## What the task requires
Update the lines starting at the one that contains "In this exercise you will locate the bouquet" and ending at the one that contains "<point>289,194</point>" by changing "drop one pin" to "place one marker" and leaving everything else as it is. Return only those lines.

## Given data
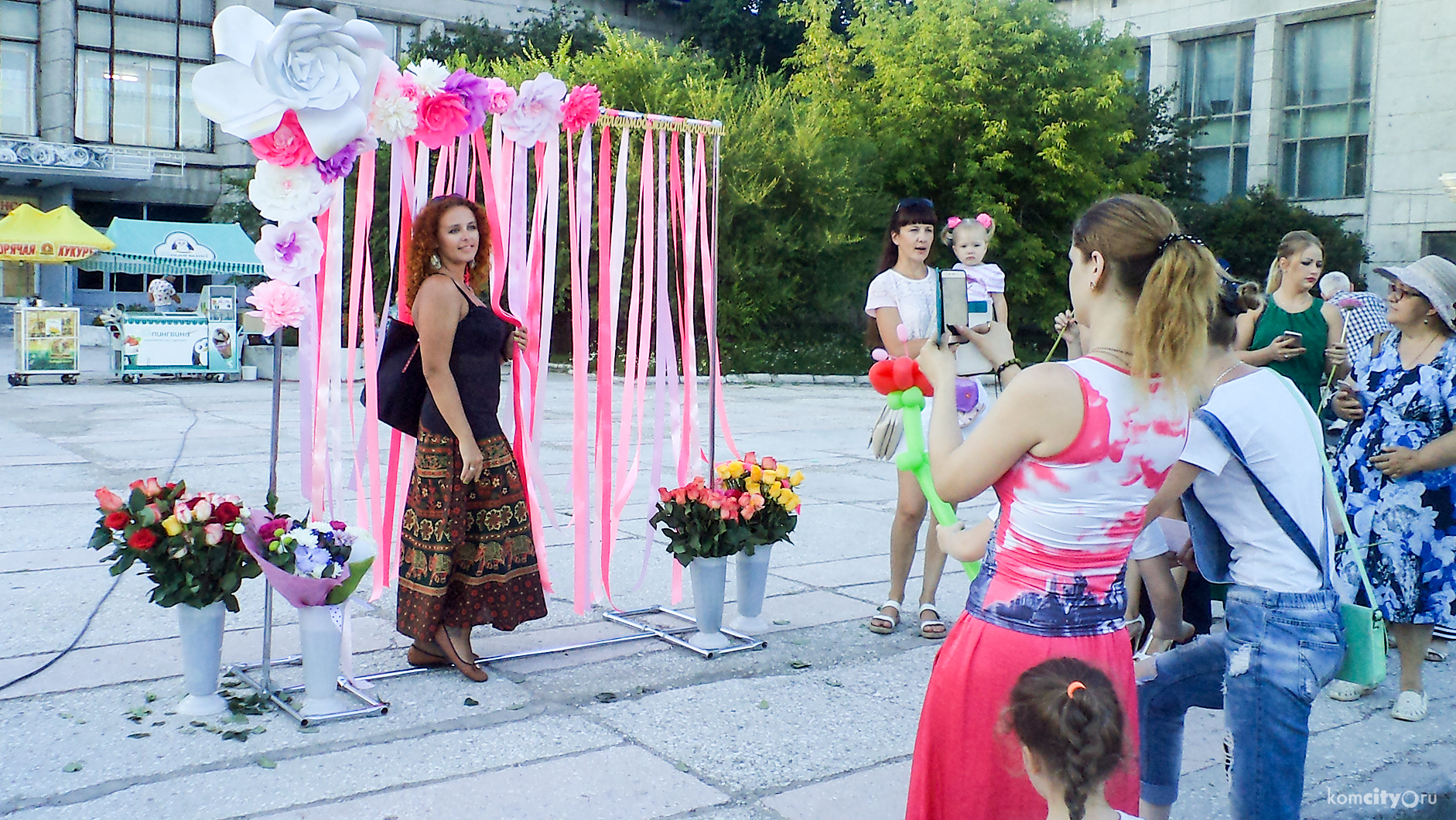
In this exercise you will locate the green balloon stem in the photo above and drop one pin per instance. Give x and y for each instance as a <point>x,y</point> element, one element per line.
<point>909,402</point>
* * *
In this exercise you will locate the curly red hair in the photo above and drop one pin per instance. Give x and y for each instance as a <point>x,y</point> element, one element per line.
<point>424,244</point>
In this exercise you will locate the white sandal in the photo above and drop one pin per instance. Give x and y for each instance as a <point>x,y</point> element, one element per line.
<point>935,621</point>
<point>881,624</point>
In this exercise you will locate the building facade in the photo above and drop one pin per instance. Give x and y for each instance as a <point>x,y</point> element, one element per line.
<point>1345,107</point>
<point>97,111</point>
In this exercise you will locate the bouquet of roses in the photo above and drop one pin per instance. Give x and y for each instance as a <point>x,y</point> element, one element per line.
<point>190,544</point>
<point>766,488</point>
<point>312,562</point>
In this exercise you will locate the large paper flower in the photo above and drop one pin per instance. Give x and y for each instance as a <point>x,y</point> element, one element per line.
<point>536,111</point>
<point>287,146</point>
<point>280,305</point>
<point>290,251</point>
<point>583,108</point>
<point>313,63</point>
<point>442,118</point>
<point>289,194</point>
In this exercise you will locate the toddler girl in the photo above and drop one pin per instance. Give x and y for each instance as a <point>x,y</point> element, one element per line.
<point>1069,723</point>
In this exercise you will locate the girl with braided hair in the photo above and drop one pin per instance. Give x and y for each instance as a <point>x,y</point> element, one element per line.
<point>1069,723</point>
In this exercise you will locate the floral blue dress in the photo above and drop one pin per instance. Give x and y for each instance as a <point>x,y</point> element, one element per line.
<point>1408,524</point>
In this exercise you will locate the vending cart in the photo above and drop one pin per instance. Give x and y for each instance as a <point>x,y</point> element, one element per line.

## Written reply
In this exercise you will locate the bouquet of roses in the photo above and place one marker per instance. Give x and y for each instance as a <point>x,y</point> element, one element per line.
<point>190,544</point>
<point>766,488</point>
<point>312,562</point>
In this exercise you will locate the large paper flower in the photo above and place one marker per instance. Give x and y for each instance as a <point>x,y</point> element, one element per line.
<point>536,111</point>
<point>287,146</point>
<point>280,305</point>
<point>290,251</point>
<point>583,108</point>
<point>313,63</point>
<point>442,118</point>
<point>289,194</point>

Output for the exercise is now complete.